EXTRAIT FOURNI:
►

Carbone sur carbone : le pétrole et les tourbières du bassin du Congo- MONGABAY

D’après les résultats de l’exploration menée dans la zone, un gisement de pétrole se trouverait sous les tourbières du bassin du Congo. Sa taille exacte n’a toutefois pas encore été estimée.

Vue aérienne de la rivière Monboyo et de la forêt tourbeuse du Parc National de la Salonga, au sud-est de Mbandaka, en RDC. Photographie par © Daniel Beltrá / Greenpeace.

Les défenseurs de l'environnement et les chercheurs affirment que le CO2 piégé dans cette tourbière aussi grande que l'Angleterre, la plus grande des tropiques, rend sa conservation essentielle. En outre, elle abrite et fournit des ressources à la faune et à la flore de la région.

 

Les chercheurs estiment que la tourbière retient près de 30 milliards de tonnes de carbone, soit l’équivalent de trois ans d’émissions dues à l’activité Alors que les gouvernements de la République du Congo et de la République démocratique du Congo s'efforcent de développer leur économie respective, ils affirment, à l'instar de nombreux autres décideurs politiques dans le monde, que la communauté internationale a le devoir de contribuer au financement de la protection des tourbières afin d’assurer que le carbone, responsable du réchauffement climatique, y reste piégé.

◄

CONSIGNE: Prolongez l'article sur le pétrole et les tourbières du bassin du Congo après sa dernière phrase. Vous pouvez vous passer des items.

ITEMS FOURNIS:

►

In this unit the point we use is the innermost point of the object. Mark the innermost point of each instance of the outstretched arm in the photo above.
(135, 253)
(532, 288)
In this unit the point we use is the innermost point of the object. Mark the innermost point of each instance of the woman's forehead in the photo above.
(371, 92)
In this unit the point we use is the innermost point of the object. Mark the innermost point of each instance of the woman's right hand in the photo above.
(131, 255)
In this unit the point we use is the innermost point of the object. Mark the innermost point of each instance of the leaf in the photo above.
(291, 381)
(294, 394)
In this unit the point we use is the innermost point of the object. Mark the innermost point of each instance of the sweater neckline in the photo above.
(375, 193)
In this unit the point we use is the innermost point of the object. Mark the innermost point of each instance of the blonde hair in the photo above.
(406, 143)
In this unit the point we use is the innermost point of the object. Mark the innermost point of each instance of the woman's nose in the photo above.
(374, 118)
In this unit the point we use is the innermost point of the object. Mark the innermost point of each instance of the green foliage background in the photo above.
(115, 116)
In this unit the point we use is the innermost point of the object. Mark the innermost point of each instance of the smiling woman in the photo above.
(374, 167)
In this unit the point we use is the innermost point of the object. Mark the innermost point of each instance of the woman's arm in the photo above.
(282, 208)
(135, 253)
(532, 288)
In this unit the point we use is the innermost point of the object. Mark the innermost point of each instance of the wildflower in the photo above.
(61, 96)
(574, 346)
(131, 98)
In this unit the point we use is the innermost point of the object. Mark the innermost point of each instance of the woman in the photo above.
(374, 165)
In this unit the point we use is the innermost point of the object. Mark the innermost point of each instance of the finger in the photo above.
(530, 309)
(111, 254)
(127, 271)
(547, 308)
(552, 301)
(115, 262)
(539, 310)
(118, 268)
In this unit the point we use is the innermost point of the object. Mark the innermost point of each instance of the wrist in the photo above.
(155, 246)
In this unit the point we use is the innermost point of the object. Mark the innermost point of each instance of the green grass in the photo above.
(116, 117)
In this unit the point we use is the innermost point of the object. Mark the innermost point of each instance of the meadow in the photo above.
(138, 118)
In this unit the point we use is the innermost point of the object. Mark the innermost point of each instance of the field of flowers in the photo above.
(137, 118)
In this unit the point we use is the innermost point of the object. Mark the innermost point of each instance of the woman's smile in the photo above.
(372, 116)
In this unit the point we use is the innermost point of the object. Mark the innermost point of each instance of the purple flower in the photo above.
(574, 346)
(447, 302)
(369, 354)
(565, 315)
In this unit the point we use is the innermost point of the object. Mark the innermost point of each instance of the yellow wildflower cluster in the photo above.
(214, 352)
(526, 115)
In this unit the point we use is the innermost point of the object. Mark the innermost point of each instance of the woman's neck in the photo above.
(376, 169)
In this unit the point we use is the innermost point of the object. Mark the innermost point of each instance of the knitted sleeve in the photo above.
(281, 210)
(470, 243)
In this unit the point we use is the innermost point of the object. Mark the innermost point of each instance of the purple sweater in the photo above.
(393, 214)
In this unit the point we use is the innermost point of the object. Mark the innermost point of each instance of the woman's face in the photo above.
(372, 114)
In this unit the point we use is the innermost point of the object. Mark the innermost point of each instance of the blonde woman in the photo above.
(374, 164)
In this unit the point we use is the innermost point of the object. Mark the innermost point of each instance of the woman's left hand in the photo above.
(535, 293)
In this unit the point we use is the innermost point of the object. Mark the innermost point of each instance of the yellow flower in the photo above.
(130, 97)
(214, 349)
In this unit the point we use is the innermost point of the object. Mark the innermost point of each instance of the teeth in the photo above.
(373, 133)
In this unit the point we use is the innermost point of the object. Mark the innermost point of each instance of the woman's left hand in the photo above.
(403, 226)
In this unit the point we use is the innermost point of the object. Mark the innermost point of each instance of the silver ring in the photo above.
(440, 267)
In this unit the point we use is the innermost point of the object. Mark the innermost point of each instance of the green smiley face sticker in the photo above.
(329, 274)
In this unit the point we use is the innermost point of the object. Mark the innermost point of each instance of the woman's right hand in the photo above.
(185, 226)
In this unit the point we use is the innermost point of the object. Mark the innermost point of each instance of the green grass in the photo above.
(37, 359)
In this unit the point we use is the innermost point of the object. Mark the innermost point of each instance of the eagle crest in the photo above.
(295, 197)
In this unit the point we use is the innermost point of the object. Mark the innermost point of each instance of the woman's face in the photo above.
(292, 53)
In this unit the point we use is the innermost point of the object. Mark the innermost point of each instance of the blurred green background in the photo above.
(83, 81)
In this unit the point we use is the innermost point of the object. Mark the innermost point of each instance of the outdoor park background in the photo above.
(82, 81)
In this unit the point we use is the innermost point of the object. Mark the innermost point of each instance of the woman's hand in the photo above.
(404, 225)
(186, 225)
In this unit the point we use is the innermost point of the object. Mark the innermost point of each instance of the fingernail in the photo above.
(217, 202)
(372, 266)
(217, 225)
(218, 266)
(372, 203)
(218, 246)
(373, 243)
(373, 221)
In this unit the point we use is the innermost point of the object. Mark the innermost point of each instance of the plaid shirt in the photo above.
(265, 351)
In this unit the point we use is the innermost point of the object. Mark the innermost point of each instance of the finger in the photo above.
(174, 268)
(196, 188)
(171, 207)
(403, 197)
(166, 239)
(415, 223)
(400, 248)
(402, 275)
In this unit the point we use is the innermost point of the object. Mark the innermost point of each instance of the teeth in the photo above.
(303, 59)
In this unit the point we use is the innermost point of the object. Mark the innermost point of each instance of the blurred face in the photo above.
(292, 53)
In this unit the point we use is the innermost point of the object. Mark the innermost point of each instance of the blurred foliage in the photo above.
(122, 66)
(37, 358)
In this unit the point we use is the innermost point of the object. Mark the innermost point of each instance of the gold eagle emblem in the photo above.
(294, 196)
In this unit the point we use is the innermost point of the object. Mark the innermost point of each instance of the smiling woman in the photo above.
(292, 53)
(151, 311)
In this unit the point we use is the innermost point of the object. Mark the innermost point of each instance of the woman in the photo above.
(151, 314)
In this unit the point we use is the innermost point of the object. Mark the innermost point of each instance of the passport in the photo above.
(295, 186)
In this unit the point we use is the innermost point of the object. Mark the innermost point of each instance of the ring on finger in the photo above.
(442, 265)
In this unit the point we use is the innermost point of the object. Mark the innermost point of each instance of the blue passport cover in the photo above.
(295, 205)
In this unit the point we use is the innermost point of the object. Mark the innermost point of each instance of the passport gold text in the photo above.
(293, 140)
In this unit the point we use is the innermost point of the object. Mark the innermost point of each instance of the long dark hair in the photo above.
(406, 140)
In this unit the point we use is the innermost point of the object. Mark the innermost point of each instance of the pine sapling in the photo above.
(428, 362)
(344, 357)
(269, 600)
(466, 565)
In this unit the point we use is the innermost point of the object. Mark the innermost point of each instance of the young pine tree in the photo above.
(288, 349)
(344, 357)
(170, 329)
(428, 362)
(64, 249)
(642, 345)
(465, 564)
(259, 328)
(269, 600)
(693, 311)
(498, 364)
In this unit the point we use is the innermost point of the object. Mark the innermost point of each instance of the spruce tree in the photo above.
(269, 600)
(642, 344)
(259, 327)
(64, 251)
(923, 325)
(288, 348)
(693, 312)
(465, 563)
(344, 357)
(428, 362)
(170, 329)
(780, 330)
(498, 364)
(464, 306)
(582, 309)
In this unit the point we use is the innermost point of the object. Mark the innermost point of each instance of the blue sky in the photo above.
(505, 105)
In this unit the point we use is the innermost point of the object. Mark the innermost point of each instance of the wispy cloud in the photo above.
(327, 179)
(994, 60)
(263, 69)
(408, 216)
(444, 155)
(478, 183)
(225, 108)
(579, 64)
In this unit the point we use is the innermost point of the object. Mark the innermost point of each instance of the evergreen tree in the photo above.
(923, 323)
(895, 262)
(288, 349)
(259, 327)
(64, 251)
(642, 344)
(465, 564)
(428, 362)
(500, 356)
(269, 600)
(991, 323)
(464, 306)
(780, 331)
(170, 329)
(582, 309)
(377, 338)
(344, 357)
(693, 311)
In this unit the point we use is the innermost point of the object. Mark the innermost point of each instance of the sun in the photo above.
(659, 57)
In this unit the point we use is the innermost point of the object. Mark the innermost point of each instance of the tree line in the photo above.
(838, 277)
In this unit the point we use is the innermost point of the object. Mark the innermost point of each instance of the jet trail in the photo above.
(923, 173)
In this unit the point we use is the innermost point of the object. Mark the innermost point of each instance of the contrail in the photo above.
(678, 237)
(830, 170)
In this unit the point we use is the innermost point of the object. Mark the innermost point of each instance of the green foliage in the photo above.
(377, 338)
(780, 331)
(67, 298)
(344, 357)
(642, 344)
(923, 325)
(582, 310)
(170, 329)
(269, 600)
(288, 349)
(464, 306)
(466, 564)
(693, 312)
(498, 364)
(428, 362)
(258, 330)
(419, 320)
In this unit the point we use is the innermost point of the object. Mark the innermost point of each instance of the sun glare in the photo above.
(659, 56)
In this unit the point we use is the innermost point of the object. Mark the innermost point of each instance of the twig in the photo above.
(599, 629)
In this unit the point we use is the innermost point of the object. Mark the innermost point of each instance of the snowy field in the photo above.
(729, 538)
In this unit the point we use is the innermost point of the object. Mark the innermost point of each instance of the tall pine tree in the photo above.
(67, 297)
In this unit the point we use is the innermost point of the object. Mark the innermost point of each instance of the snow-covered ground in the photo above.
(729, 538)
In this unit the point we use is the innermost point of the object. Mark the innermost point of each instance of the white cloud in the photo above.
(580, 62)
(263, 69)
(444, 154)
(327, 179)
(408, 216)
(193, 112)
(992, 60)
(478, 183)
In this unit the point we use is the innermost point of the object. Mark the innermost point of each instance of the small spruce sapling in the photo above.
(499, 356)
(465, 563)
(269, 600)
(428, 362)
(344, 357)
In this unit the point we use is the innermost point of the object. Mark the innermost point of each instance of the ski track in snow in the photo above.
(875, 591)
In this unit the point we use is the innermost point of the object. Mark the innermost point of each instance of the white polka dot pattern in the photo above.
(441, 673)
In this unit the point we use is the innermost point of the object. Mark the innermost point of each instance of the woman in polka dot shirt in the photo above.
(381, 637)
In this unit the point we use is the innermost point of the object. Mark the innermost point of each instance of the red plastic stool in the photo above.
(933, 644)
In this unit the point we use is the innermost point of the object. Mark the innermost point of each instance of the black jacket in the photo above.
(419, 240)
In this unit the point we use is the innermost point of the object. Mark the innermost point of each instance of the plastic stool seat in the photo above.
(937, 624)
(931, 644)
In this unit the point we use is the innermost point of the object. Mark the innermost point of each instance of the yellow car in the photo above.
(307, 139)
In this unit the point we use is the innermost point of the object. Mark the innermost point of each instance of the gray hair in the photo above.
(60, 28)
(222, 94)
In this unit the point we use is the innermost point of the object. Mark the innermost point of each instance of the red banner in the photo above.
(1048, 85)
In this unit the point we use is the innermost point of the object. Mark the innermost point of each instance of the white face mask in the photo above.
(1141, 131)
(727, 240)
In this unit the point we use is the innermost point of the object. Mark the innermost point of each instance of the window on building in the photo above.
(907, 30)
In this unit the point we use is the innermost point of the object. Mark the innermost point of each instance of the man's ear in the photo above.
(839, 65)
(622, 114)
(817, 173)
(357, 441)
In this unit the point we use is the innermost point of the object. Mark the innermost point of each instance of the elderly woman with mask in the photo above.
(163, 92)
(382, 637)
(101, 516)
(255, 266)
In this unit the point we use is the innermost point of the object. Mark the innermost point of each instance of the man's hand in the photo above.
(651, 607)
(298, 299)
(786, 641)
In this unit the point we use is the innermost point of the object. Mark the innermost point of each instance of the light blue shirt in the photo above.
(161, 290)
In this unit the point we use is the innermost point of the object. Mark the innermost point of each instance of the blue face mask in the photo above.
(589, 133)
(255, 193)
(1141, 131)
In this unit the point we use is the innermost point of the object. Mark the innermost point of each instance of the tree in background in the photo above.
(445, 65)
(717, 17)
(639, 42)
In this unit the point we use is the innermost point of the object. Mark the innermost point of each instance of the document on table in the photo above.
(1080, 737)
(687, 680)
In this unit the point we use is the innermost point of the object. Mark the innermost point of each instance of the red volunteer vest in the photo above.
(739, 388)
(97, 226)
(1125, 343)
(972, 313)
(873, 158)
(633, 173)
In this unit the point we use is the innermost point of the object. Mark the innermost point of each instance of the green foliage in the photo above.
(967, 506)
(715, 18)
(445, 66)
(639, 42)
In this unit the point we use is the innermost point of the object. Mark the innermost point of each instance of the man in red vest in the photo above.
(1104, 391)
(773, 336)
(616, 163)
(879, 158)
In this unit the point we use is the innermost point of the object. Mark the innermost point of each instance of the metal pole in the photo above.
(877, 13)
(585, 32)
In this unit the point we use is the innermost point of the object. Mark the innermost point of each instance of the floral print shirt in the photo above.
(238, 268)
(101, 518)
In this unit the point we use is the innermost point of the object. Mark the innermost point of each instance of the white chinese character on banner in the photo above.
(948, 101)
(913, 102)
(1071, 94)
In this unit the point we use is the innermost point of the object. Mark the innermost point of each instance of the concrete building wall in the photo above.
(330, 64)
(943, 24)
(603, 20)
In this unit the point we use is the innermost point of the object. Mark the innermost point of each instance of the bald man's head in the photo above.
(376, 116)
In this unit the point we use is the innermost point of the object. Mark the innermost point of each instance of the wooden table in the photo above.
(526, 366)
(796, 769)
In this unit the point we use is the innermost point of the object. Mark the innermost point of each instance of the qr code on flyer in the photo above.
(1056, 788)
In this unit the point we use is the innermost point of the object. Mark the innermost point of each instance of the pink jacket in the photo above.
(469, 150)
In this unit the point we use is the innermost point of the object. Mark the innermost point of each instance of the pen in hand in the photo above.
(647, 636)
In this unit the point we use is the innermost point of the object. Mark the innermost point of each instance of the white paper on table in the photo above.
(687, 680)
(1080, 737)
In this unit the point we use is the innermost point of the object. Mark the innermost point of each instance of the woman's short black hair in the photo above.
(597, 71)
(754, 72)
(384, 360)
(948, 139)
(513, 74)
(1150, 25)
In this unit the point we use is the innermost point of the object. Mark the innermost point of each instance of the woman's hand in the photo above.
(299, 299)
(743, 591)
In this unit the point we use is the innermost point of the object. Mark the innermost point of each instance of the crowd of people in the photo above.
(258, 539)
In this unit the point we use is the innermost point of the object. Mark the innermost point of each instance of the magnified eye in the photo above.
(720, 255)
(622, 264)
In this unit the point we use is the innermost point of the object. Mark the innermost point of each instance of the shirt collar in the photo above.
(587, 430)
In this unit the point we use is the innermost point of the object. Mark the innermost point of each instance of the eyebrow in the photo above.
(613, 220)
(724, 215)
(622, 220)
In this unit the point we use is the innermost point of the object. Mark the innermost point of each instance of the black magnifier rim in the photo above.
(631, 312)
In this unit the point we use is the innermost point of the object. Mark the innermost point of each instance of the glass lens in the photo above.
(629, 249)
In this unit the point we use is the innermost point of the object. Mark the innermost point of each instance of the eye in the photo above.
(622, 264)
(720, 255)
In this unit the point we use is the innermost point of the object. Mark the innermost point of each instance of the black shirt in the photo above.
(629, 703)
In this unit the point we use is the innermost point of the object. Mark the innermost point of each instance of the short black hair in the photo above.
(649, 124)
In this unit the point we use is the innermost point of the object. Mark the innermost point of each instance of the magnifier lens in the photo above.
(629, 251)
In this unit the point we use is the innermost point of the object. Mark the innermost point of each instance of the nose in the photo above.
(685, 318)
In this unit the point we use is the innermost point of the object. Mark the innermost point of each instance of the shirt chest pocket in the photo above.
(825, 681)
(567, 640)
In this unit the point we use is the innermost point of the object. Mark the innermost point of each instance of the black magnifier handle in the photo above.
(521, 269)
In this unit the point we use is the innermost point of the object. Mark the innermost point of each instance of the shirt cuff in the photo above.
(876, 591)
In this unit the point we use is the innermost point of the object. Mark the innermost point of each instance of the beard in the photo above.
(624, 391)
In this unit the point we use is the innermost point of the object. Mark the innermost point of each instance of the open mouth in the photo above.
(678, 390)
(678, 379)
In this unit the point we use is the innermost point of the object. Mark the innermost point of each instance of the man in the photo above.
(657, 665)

◄

RÉSULTAT ATTENDU:
 

L’annonce est tombée mi-2019 : un gisement de pétrole se trouve dans les profondeurs d’une section marécageuse du nord de la République du Congo (R. Congo) et pourrait presque quadrupler la production annuelle du pays. À croire qu’il attendait que le pays, déjà riche en pétrole, l’exploite. Cette augmentation de la production de près d’un million de barils par jour permettrait à l’un des plus grands producteurs d’Afrique de conforter sa position sur le marché, mais aussi d’injecter des fonds dans une économie en difficulté.

 

Des questions ont immédiatement été soulevées quant à la validité de ces affirmations. Particulièrement en ce qui concerne l’existence même d’une telle quantité de pétrole à cet endroit, mais aussi la façon dont les sociétés de forage pourraient accéder de manière rentable à une zone à ce point reculée. De fait, un rapport de 2015 met en doute la présence d’un « système pétrolier actif dans le bassin du Congo ». Les auteurs ont cependant pointé le manque de données géologiques sur la région à la date de publication.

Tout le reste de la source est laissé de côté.